## Assignment
Please copy each line of the data that includes the string "caracal".
== Segment start ==
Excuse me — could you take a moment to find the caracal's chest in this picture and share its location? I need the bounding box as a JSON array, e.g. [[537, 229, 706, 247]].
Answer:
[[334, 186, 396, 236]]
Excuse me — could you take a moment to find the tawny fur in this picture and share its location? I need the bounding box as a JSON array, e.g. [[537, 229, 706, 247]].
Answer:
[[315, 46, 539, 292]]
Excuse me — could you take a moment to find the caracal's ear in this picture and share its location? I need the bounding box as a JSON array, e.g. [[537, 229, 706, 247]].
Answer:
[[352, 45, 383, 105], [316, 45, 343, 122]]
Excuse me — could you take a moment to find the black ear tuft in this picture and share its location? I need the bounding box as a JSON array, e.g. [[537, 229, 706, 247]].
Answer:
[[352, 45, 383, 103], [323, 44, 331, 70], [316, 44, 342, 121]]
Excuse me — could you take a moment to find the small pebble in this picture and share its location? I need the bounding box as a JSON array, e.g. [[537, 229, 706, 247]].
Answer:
== Segment end ==
== Segment start ==
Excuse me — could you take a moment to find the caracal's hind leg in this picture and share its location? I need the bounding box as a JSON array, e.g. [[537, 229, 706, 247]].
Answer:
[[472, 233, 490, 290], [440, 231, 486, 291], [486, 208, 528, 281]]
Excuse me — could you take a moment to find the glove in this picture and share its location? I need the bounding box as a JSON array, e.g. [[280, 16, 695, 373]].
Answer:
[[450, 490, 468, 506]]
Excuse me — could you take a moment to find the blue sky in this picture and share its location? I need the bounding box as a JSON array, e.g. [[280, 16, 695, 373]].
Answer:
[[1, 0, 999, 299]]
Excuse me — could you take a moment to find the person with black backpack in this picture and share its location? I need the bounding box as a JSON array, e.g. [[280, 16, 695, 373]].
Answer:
== Segment end ==
== Segment start ==
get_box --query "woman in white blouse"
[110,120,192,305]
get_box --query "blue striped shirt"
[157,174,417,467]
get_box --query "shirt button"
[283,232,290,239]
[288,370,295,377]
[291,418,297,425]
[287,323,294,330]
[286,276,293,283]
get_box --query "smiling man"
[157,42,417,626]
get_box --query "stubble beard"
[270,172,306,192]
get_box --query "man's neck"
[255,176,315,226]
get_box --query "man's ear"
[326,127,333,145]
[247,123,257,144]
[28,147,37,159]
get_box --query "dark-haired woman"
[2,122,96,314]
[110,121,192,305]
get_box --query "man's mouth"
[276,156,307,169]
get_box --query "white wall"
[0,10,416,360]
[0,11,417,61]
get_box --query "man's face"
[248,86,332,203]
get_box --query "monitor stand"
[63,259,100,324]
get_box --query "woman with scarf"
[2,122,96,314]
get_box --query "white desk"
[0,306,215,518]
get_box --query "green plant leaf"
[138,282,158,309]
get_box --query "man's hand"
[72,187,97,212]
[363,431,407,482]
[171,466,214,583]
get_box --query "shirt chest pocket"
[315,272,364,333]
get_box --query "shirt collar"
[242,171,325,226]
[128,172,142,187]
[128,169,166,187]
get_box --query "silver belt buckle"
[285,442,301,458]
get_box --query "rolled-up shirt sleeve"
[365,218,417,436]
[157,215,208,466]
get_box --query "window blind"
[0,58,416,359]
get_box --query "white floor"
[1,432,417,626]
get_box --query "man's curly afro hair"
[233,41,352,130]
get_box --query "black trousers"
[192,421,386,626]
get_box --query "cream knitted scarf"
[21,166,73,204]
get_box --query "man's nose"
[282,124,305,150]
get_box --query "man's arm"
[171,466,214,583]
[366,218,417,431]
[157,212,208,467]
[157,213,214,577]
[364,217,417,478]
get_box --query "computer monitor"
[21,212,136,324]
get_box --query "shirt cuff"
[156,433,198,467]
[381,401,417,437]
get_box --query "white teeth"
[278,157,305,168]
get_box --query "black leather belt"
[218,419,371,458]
== Segment end ==
## Written solution
Excuse me — could you take a moment to find the caracal's chest in this picture and share its location? I need the bounding box as a JSON array, e.g. [[537, 229, 706, 247]].
Excuse me — could you take a moment to find the caracal's ear in this picture and share its location? I need the bounding box as a JSON array, e.g. [[537, 229, 706, 247]].
Excuse me — could you take a moment to find the caracal's hind leg in this picture and share its location? I need the bounding box as a JSON array, e.g. [[537, 229, 706, 247]].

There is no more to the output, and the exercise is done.